> [Extract to read]
In this mystery/thriller it is 1972, and Clay Dautry, a Los Angeles criminal attorney, is returning to the coal country of Kentucky to unravel a family mystery. For months he's published a classified ad seeking to learn why his father killed a man in 1929. Even before he arrives, people have begun to die.

As he exits the train, Clay sees a mentally retarded black man in shackles. The man is Ortie, and he's shot a local businessman in a practical joke gone terribly awry. Ellen Reames, a young attorney, stands beside Ortie as an angry crowd throws eggs.

Clay and Ellen set out to solve two mysteries: how Ortie came to kill a local restaurant owner, and why Clay's father killed a competing mine operator. Someone is determined to protect secrets hidden for 40 years, and Clay and Ellen become targets of a deadly conspiracy.

> [Record extracts]
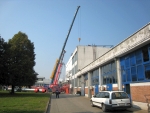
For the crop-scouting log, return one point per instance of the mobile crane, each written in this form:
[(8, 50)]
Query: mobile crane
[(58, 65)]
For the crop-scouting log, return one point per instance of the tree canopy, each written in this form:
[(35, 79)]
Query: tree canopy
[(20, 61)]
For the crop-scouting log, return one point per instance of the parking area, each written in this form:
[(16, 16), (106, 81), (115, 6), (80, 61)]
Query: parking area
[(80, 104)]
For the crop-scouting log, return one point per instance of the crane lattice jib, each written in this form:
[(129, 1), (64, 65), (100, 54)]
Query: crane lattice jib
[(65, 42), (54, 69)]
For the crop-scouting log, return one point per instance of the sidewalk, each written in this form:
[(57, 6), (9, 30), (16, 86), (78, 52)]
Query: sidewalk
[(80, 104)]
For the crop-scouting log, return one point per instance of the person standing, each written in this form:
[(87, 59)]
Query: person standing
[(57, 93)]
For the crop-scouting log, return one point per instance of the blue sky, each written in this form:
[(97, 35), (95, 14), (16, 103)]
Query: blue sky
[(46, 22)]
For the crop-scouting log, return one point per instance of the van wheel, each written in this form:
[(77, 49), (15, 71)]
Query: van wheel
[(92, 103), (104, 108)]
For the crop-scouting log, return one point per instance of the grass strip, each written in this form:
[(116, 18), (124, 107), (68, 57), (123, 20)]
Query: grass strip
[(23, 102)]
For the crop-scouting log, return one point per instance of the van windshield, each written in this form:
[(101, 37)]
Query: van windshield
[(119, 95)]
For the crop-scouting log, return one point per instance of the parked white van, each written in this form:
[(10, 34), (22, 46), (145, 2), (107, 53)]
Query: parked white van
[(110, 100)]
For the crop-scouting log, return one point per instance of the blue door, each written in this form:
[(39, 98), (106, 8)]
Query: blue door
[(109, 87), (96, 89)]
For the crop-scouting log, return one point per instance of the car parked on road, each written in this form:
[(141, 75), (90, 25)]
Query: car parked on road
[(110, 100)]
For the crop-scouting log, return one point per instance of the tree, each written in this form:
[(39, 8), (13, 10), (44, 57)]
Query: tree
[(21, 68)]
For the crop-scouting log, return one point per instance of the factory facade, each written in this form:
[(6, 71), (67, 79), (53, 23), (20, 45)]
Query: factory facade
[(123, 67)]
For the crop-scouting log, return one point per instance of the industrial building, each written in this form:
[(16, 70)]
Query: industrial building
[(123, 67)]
--
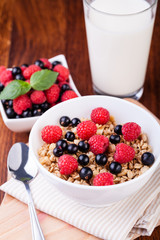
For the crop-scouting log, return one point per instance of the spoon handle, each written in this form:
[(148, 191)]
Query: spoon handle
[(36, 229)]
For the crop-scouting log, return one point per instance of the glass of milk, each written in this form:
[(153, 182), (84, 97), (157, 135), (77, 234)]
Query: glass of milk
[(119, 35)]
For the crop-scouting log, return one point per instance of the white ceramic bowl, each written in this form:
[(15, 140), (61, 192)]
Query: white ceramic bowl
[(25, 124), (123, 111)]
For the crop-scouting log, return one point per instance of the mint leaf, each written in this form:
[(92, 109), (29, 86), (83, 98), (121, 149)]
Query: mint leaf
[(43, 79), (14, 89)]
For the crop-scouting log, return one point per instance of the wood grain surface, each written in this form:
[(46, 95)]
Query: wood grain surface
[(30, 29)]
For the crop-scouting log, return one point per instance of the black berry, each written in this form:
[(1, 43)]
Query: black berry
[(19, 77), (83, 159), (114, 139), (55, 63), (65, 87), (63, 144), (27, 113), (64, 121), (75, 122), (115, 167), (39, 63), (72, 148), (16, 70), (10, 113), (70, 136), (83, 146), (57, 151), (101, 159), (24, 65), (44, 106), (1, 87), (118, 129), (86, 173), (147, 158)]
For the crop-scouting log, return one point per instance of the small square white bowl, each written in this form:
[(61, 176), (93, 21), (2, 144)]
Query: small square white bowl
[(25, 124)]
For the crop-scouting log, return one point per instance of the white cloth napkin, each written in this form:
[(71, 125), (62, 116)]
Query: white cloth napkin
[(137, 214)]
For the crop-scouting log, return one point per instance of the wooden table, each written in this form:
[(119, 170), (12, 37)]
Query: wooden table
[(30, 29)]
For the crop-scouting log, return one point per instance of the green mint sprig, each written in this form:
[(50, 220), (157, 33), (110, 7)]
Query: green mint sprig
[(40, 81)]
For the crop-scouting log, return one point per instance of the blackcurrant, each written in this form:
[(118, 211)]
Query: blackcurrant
---
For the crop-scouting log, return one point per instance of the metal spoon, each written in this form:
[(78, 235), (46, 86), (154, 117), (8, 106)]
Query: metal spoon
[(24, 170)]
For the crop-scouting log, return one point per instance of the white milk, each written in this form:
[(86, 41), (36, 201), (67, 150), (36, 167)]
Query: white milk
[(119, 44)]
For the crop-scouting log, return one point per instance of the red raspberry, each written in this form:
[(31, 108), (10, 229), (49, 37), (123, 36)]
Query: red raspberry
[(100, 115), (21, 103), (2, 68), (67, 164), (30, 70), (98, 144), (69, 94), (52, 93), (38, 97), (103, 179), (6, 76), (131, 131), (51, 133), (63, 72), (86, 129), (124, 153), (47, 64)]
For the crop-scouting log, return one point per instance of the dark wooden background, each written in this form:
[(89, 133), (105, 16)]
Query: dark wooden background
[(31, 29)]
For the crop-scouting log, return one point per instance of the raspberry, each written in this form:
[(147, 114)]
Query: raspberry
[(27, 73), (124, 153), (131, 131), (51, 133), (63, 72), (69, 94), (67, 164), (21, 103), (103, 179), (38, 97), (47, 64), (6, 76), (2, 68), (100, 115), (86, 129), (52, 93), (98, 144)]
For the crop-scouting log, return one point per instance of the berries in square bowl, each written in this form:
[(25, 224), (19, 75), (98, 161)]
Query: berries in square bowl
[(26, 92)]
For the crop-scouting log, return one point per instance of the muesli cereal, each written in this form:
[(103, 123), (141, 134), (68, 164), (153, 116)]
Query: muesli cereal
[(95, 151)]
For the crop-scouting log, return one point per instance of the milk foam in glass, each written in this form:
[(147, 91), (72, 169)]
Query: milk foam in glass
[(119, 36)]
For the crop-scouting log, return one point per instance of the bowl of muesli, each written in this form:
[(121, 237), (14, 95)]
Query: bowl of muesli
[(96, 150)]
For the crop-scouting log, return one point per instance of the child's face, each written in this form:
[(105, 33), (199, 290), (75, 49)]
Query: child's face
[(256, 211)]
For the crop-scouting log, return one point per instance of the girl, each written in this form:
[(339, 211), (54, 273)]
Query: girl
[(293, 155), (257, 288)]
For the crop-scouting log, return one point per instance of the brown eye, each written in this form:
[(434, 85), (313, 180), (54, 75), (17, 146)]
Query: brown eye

> [Stated task] Reproduce the book summary from "Clay and Ellen set" to "a deadly conspiracy.". The material is separate from the book summary.

> [Written solution]
Clay and Ellen set out to solve two mysteries: how Ortie came to kill a local restaurant owner, and why Clay's father killed a competing mine operator. Someone is determined to protect secrets hidden for 40 years, and Clay and Ellen become targets of a deadly conspiracy.